A Exma. Procuradora-Geral Adjunta emitiu o seguinte parecer:

1 – BB apresentou denúncia, em 18/2/2016, contra o Juiz AA, imputando-lhe factos que qualificou de crime de violência doméstica, p. e p. pelo art. 152.º, do C.P.

2 – Realizado que foi o inquérito, pelo MºPº no Tribunal da Relação de Guimarães, veio a ser proferido despacho de arquivamento do processo, em 14/11/2016, por não se mostrar suficientemente indiciado “o crime de violência doméstica e tendo-se já extinto o direito de queixa pelos ilícitos eventualmente ocorridos, (…)” – cfr. despacho de fls. 532 e segs, maxime, fls. 537.

3 – A denunciante, entretanto constituída Assistente, requereu, em tempo e com legitimidade, a abertura de instrução, conforme requerimento de fls. 585 a fls. 609, que, com a devida vénia, se dá aqui por reproduzido.

4 – O Sr. Juiz Desembargador, exercendo as funções de JIC nos autos, decidiu, fundamentadamente, rejeitar o pedido de abertura de instrução, por despacho de 12/1/2017, considerando que “(…) o RAI em causa não enumera, de modo inteligível e autonomizado, os factos concretos e objetivos que considera terem sido praticados pelo denunciado (factos esses nus e crus, reveladores de uma certa realidade), antes inserindo referências factuais (por vezes genéricas), de modo disperso, misturando factos e direito, no âmbito da crítica dirigida ao despacho de arquivamento.

Ou seja, a assistente não elaborou um requerimento de abertura da instrução onde desse cumprimento às imposições legais supra referidas, nomeadamente no sentido de que se possa afirmar estarmos perante uma verdadeira acusação.

Tal circunstância, entendemos, impõe a rejeição do requerimento de abertura de instrução em causa, por legalmente inadmissível (cfr. artigo 287.º, n.º 3, do Código de Processo Penal).”

3 – Deste despacho, recorre a Assistente para este Venerando Tribunal, em tempo e com legitimidade.

O MºPº respondeu, também em tempo e com legitimidade.

* Itens guardados:
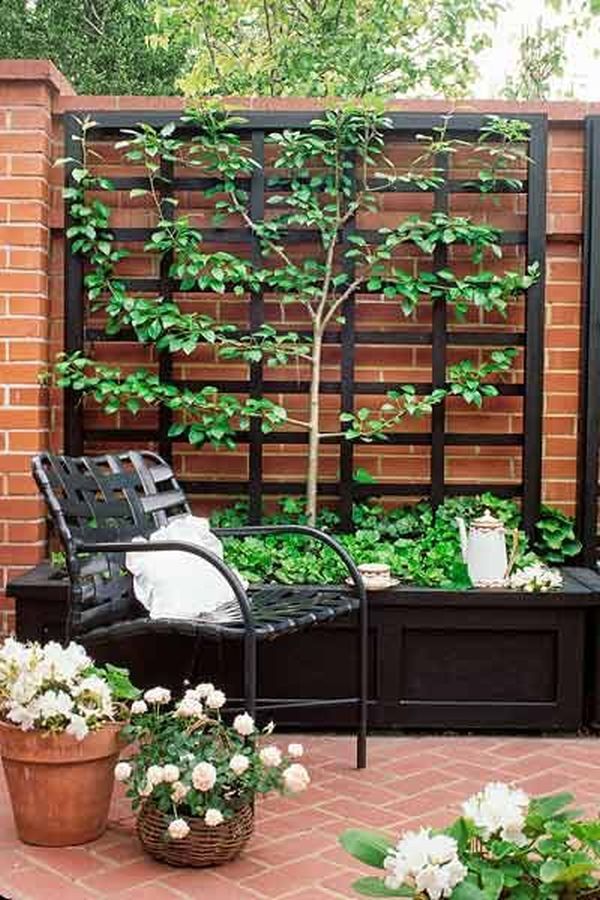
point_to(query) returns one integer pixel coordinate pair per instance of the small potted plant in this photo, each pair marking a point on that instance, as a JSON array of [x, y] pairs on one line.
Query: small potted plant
[[505, 845], [194, 778], [59, 739]]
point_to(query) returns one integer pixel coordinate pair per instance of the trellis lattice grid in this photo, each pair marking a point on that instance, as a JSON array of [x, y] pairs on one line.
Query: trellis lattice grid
[[350, 338]]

* TAREFA A: Reescreva em forma de lista, de modo mais breve, o parágrafo do parecer que começa por "2 – Realizado que foi o inquérito", mantendo os seus factos principais.
* TAREFA B:
Responda às perguntas seguintes com base no parecer, uma por linha:
(i) Em que data foi apresentada a denúncia contra o Juiz AA?
(ii) Em que folhas consta o requerimento de abertura de instrução da Assistente?
(iii) Em que data foi proferido o despacho que rejeitou o pedido de abertura de instrução?

* RESPOSTA A:
- Entidade: o MºPº conduziu o inquérito no Tribunal da Relação de Guimarães.
- Decisão: despacho de arquivamento do processo, proferido em 14/11/2016.
- Fundamentos: o crime de violência doméstica não se mostrava suficientemente indiciado, e o direito de queixa pelos ilícitos eventualmente ocorridos já se tinha extinguido.
- Referência: despacho de fls. 532 e seguintes, em especial fls. 537.

* RESPOSTA B:
(i) Em 18/2/2016.
(ii) De fls. 585 a fls. 609.
(iii) Em 12/1/2017.